Problem: Return each line of the data below that contains the string "eyeglasses", one line per match.

Task data:

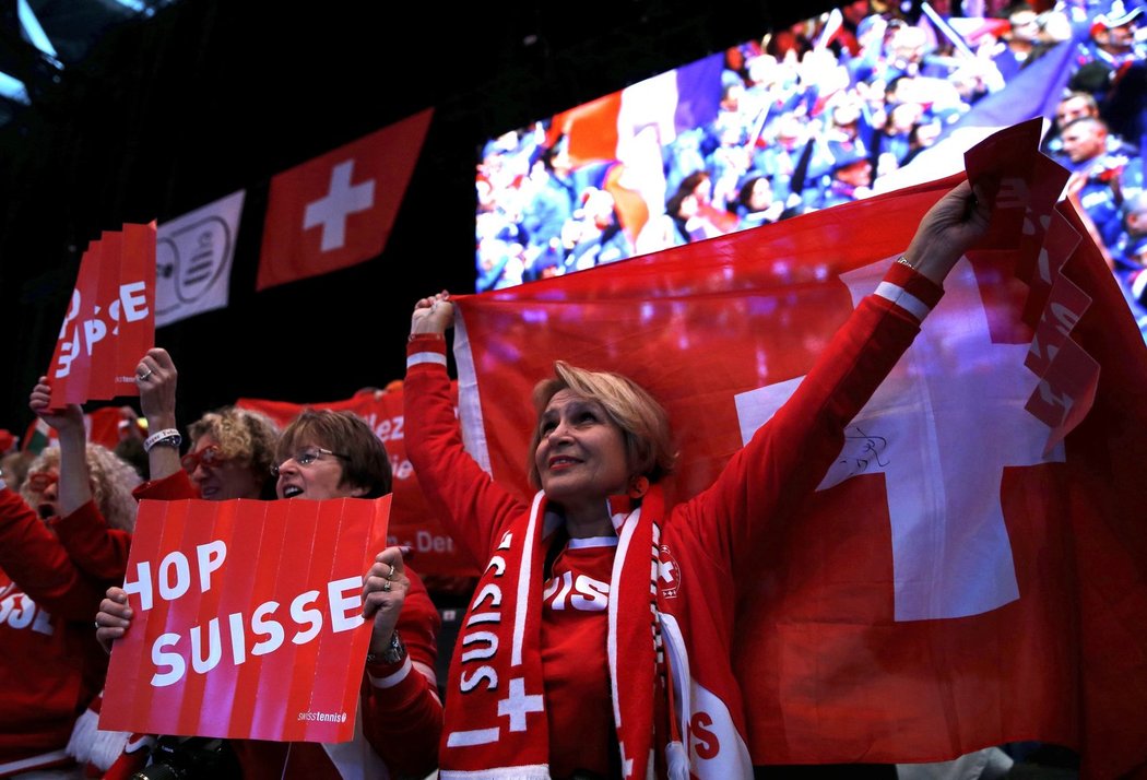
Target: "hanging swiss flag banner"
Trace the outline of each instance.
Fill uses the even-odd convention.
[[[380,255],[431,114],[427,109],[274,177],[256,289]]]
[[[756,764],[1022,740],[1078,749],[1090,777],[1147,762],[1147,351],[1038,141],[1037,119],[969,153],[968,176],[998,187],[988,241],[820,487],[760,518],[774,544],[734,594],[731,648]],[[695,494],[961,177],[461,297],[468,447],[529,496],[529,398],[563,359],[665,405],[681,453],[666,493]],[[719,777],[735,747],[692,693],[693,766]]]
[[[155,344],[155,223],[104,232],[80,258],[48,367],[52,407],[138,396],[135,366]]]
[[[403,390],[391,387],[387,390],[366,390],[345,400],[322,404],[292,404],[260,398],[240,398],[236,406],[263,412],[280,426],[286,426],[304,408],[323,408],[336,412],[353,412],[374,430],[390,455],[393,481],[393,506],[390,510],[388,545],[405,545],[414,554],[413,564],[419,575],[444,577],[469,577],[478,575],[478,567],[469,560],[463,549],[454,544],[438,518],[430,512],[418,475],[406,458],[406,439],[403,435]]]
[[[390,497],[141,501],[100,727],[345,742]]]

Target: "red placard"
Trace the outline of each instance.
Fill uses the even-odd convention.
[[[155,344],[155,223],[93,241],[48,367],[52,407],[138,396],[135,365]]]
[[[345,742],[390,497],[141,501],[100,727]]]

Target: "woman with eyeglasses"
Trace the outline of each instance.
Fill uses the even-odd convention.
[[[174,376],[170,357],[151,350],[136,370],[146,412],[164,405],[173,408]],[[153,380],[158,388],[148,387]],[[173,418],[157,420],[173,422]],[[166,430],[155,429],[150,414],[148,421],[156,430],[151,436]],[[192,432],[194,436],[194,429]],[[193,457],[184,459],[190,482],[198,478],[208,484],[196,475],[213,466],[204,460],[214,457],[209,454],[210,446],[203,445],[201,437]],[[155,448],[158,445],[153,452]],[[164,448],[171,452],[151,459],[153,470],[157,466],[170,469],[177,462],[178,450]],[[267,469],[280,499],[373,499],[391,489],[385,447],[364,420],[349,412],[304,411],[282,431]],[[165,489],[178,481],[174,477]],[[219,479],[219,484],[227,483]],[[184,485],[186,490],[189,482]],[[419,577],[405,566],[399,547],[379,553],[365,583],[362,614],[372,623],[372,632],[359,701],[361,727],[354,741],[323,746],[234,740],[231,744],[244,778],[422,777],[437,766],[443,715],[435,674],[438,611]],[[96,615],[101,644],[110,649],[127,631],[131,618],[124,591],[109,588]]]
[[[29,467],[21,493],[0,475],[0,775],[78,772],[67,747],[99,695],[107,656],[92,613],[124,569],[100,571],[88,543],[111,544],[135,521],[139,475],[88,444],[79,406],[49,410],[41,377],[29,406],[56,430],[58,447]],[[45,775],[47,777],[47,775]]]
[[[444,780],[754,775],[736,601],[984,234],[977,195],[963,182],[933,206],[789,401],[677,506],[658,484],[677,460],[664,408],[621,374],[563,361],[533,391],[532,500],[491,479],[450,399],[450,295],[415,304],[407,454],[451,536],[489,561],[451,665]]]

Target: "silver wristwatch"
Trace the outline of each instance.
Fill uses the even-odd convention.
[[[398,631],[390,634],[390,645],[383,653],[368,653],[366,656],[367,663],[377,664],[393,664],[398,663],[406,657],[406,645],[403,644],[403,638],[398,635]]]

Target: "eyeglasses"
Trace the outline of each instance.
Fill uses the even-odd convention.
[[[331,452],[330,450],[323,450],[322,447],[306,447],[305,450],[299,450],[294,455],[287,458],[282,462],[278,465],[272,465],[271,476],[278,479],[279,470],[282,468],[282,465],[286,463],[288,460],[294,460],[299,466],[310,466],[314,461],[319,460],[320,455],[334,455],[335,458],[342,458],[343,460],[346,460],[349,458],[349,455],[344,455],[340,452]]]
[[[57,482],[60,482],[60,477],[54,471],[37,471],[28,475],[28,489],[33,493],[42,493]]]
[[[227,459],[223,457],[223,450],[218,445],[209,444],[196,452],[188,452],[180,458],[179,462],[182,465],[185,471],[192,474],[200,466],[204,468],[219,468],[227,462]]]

...

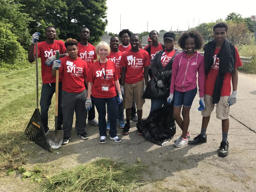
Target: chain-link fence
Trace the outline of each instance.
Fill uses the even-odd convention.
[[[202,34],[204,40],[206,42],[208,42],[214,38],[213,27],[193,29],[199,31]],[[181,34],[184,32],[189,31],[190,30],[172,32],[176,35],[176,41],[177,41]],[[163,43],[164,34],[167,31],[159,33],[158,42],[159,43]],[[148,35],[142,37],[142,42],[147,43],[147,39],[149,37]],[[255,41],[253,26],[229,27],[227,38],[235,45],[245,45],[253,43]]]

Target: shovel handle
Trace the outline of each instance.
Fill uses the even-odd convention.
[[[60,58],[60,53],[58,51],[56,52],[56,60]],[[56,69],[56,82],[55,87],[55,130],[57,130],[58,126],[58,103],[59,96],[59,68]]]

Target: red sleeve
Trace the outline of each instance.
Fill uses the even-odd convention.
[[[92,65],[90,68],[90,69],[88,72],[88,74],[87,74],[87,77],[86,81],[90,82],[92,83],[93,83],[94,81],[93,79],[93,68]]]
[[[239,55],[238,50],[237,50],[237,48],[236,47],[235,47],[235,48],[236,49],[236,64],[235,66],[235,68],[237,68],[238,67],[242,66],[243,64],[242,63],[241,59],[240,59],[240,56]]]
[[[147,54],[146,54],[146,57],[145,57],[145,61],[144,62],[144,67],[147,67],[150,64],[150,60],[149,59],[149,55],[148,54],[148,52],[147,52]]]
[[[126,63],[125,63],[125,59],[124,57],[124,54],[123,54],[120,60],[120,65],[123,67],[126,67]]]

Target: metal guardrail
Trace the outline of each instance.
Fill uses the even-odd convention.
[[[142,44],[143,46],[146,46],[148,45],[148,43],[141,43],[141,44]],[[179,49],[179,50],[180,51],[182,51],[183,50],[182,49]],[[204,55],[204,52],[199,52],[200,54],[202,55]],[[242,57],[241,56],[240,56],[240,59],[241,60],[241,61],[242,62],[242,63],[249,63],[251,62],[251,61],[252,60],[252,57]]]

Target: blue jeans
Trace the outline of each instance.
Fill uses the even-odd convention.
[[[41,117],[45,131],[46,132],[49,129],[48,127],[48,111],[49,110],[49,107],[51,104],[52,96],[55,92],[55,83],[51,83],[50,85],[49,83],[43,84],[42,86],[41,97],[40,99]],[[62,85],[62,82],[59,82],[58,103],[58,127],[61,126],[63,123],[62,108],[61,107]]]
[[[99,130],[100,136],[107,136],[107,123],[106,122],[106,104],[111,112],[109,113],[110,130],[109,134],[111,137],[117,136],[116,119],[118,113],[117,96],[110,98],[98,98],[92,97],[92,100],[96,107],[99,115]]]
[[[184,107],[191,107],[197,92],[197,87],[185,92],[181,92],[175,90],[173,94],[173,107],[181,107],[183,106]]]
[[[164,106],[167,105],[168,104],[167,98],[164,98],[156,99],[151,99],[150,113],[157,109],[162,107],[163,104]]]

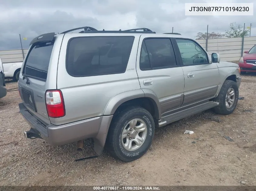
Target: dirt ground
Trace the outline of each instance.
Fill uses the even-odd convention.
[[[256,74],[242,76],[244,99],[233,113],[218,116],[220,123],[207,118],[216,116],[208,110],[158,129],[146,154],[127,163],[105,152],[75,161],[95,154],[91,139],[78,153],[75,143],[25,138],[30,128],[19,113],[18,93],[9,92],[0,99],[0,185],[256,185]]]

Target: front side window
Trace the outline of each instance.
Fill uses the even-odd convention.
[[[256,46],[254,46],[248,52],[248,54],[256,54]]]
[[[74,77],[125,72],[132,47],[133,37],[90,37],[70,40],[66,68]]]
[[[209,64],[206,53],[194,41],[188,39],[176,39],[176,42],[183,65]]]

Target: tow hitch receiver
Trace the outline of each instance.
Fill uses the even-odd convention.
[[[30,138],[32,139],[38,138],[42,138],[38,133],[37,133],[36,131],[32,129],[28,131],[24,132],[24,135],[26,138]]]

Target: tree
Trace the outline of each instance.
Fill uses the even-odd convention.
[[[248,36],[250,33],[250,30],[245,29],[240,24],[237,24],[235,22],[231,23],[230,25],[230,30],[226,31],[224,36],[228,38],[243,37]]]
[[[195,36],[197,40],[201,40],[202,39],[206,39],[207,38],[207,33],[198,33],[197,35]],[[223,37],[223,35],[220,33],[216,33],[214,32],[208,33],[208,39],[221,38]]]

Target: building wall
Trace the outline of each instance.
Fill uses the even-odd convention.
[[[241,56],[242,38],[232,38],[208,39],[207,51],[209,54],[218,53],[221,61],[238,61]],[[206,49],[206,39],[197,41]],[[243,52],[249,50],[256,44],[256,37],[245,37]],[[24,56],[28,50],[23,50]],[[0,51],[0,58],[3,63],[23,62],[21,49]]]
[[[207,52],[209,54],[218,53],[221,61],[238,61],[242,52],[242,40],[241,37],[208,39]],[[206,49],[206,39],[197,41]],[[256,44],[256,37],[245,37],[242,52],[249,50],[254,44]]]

Result of the exercise:
Target: "woman with eyeglasses"
Target: "eyeglasses"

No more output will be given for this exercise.